• **TO BE DONE**:
Repeat exactly, and only, the lines from the one holding "crop row shown in the photo above." through the last line of the records below.

◇ ◇ ◇ ◇ ◇ ◇ ◇

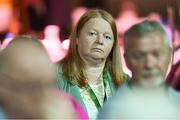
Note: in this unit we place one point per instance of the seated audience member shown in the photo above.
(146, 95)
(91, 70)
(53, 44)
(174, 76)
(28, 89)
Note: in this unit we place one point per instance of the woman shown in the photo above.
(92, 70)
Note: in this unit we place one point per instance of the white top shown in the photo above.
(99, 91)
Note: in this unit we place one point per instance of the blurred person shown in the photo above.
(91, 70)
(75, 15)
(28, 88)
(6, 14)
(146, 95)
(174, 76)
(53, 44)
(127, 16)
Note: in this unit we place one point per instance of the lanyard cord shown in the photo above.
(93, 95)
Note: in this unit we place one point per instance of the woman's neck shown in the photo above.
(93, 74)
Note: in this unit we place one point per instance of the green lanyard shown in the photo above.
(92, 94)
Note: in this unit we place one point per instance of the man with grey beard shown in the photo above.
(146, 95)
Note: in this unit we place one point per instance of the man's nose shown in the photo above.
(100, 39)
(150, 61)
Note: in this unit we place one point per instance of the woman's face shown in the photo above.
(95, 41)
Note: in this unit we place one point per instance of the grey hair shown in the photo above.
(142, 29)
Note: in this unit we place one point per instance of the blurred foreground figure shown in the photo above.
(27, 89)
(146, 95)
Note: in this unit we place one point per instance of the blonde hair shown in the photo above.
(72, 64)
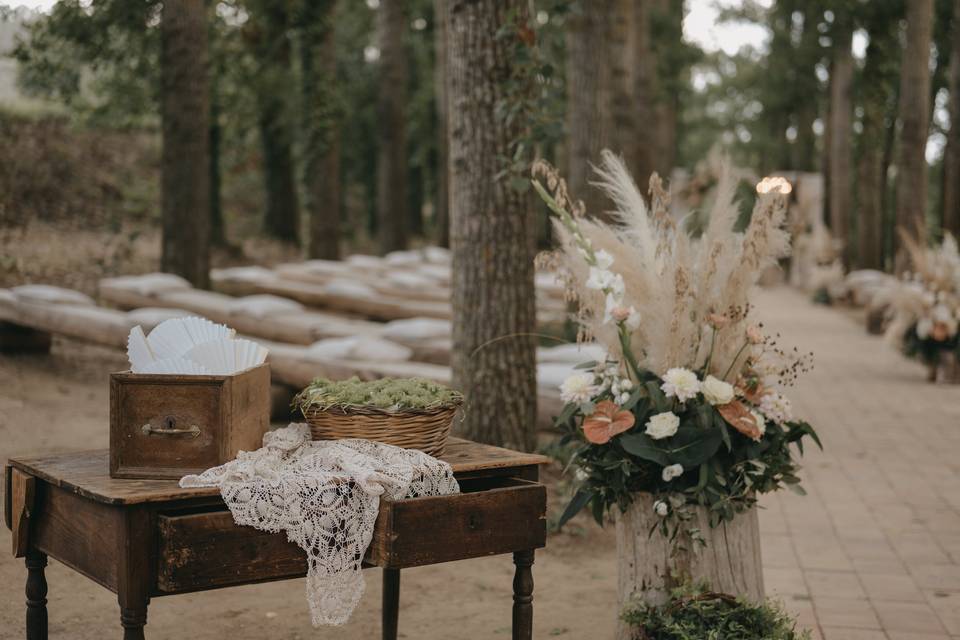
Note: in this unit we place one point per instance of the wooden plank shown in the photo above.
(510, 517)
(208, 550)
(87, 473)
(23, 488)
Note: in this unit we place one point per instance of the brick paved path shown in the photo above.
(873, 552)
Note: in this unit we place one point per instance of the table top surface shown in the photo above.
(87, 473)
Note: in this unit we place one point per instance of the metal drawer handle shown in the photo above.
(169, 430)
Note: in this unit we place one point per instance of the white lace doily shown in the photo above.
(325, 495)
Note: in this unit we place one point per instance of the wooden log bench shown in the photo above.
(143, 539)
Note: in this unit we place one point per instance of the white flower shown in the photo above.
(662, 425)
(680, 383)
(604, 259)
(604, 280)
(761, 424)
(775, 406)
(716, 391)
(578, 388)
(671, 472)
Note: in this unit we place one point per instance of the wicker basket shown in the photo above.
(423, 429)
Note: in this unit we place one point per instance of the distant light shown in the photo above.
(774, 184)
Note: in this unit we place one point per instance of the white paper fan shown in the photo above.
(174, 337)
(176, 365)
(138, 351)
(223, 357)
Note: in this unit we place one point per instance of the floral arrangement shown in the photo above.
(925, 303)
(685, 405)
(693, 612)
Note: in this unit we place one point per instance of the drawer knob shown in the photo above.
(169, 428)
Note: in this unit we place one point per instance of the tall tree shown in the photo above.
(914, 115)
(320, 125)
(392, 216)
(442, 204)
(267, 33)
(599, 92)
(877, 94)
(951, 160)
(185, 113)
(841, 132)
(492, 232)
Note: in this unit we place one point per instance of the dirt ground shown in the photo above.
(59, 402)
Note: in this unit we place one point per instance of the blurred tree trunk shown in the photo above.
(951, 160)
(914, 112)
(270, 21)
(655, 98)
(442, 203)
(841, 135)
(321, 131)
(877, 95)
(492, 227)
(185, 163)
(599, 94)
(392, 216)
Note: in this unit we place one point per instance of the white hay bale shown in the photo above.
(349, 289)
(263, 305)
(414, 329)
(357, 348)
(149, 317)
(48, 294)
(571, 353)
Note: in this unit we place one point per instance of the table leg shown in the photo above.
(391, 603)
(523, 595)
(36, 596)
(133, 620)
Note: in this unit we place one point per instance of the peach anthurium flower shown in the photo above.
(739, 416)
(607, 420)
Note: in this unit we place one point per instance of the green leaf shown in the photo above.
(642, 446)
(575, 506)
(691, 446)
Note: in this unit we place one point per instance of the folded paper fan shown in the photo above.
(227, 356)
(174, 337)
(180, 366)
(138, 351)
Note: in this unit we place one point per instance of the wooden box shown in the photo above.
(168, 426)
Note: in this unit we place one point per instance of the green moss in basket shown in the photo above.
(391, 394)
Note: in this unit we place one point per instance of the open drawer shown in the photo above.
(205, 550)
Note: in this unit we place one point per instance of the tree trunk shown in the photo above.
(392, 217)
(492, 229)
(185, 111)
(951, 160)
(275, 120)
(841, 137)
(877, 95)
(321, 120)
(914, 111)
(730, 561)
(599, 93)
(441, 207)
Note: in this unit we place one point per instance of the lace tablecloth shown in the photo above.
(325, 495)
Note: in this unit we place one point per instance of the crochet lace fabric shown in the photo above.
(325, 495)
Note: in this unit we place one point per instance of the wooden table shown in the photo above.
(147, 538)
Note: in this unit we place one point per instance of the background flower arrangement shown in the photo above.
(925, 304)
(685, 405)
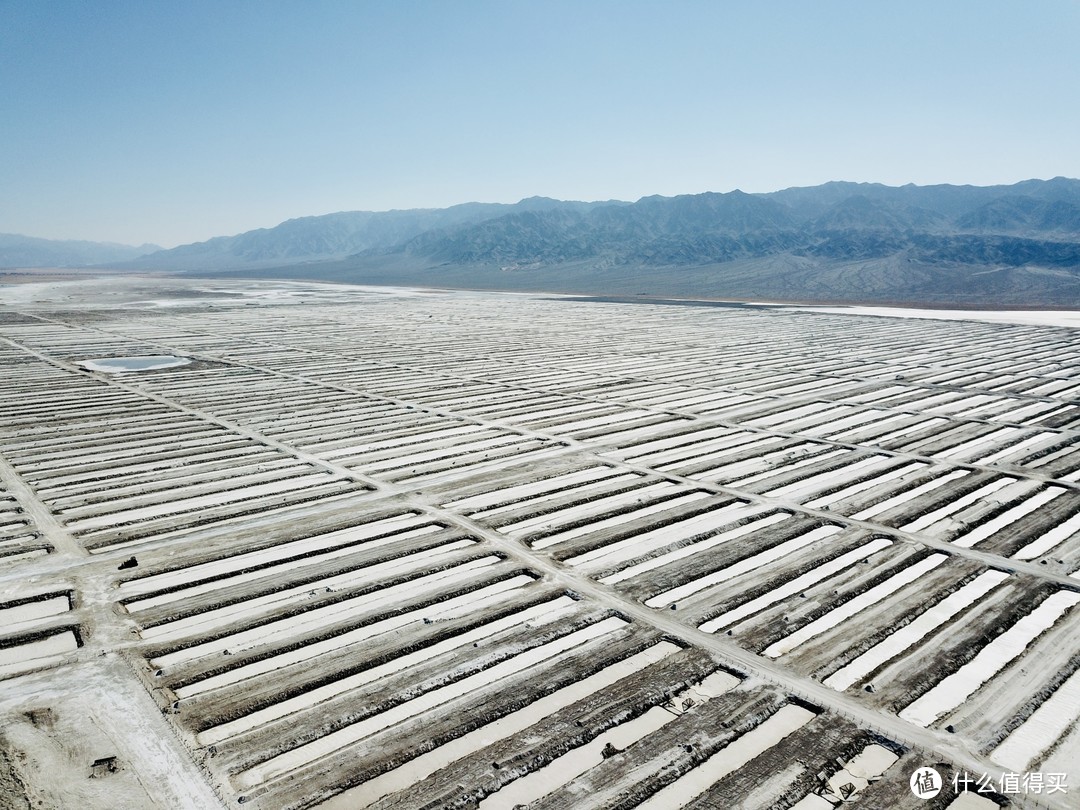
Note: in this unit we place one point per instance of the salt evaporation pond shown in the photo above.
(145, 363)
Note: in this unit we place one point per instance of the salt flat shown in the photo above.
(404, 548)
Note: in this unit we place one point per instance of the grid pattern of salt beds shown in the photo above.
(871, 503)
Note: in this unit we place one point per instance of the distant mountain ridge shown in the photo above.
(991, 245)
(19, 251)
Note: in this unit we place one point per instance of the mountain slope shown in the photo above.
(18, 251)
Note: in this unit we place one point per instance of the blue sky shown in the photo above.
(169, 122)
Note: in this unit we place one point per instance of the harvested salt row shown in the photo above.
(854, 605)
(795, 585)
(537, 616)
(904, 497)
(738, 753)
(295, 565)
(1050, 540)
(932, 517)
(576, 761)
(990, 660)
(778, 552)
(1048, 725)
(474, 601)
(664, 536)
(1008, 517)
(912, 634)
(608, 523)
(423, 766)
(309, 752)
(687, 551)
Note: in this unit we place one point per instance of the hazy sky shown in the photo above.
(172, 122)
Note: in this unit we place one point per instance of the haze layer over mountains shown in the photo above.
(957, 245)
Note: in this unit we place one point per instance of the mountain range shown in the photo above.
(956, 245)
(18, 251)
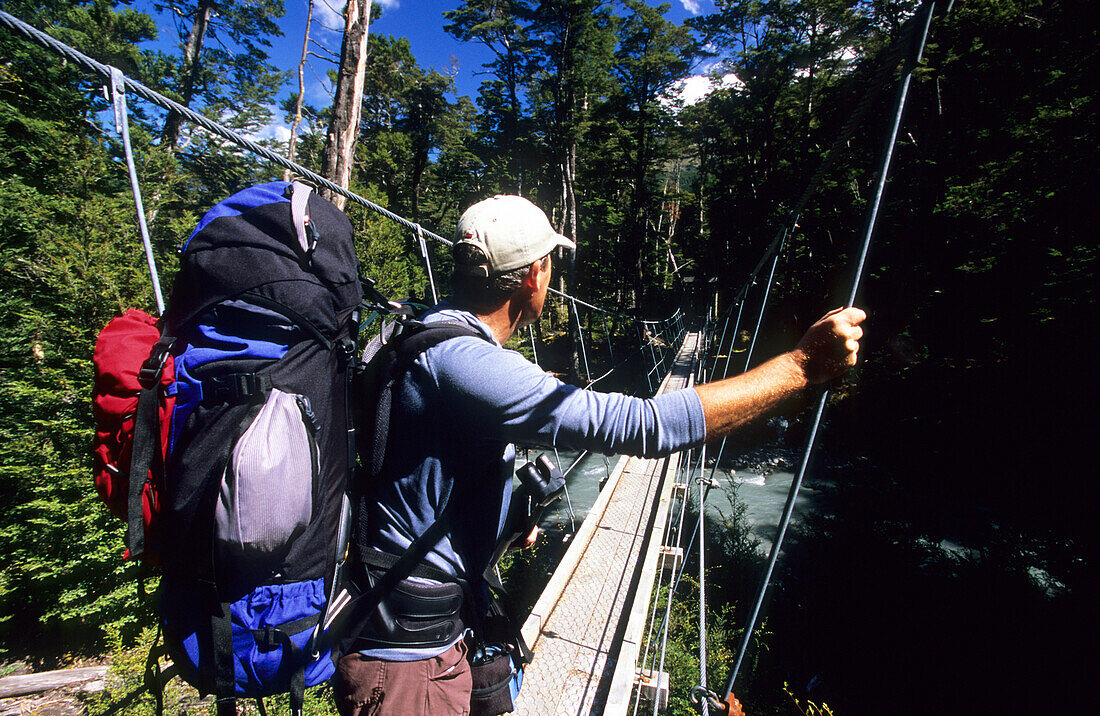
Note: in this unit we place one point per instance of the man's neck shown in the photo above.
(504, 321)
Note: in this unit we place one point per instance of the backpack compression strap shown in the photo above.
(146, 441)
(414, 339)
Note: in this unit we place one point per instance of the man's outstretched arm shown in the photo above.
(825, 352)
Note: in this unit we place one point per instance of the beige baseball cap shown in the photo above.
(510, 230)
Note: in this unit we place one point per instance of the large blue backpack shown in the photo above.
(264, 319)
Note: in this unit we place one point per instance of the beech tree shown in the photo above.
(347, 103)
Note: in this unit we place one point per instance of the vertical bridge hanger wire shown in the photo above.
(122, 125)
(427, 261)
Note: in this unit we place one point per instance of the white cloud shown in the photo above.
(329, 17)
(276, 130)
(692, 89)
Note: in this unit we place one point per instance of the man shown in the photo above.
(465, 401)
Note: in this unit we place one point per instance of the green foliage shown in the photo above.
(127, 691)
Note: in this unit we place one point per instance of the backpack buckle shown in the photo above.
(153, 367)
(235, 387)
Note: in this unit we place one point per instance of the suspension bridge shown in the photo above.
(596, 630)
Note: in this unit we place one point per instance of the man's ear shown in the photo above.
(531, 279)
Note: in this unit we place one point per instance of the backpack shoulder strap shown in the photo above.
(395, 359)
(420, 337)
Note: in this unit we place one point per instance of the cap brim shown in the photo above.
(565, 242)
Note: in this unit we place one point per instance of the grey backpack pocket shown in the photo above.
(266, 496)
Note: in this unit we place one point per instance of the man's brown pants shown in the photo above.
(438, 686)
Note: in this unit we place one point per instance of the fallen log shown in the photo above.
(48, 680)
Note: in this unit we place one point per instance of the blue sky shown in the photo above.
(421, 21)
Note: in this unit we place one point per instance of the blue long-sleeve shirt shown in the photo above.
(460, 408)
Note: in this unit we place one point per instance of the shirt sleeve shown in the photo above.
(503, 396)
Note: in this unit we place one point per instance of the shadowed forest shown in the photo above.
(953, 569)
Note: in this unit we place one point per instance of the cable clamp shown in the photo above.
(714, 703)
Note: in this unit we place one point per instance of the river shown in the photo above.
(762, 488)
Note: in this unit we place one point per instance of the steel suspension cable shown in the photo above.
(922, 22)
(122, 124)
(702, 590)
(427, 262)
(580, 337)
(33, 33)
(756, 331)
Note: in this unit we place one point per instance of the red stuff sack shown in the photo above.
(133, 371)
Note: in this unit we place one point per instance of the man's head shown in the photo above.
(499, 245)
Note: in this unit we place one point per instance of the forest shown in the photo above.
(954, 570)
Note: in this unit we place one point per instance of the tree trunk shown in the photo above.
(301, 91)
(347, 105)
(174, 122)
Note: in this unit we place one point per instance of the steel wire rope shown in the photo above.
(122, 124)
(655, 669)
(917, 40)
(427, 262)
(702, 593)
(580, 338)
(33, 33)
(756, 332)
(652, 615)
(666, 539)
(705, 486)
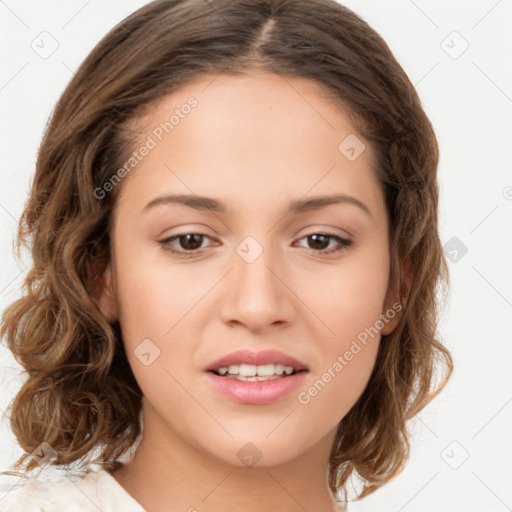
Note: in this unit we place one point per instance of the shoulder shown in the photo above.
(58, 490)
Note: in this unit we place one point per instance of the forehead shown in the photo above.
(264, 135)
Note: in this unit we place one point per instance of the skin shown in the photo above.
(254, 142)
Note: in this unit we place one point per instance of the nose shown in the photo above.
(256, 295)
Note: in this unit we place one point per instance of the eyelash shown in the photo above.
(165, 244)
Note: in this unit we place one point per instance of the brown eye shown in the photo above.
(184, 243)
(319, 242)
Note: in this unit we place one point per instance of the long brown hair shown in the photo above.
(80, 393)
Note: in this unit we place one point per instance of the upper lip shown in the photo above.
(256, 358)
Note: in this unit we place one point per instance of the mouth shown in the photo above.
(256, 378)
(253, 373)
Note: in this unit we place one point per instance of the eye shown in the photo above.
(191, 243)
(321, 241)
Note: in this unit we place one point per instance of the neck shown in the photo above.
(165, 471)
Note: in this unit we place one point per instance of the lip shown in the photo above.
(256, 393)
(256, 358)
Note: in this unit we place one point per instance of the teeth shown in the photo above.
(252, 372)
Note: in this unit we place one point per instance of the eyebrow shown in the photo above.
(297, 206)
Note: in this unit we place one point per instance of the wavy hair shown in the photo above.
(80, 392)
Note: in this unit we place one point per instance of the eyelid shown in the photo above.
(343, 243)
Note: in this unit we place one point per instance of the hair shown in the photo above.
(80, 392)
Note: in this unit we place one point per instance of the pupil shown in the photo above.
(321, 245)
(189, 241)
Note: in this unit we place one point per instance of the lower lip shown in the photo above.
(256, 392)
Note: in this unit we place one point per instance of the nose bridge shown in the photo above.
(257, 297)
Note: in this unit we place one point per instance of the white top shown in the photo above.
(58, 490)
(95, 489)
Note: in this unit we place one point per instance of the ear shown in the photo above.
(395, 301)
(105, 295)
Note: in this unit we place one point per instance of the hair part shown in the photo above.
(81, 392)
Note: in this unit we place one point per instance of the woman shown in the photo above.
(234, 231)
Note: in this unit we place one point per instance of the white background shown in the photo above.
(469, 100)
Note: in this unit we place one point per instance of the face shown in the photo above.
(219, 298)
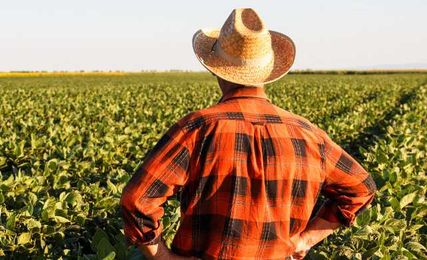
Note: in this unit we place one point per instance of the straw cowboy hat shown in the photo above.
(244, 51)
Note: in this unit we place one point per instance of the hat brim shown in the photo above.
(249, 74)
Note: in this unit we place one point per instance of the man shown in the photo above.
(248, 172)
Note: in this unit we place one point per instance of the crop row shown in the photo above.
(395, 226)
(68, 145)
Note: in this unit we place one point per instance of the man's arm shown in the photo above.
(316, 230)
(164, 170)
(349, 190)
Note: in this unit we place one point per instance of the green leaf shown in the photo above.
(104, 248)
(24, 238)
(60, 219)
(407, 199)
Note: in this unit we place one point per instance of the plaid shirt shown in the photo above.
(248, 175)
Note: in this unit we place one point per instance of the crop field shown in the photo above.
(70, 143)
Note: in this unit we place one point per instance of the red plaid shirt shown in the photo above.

◇ ◇ ◇ ◇ ◇ ◇ ◇

• **EXERCISE OUTPUT**:
Note: in this unit we place one point per instance of the crop row shown in the photo above.
(395, 226)
(68, 145)
Note: in this unit we place one point per instance of the man's arm shown in the photo above.
(316, 230)
(164, 170)
(349, 190)
Note: in this unit we place one point per instance of the green leaf shown in the photo above.
(104, 248)
(24, 238)
(60, 219)
(407, 199)
Note: in this unit we place one point per instance of the plaid shirt shown in the photo above.
(248, 175)
Note: in this unit we place one point per instance of the crop field shown in the photo above.
(70, 143)
Note: in this unit we place one point per instance of the red plaid shirt shown in the photo above.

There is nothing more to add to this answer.